• OBJECTIVE
From the entries below, extract every line that contains the word "black". Uppercase and lowercase letters count as different.

• DATA EXTRACT

______

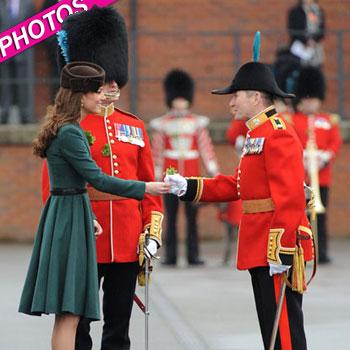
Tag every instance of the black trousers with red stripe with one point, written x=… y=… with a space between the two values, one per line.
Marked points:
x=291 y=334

______

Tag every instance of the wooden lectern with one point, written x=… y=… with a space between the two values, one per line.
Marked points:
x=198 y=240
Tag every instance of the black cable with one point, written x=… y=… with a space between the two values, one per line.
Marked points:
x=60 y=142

______

• SOLUTION BELOW
Tag every instance of the black trousers with red stripe with one point, written x=… y=… with a space between the two values, one per line.
Tag every instance of the black cable with one point, written x=… y=… with a space between the two values, one per line.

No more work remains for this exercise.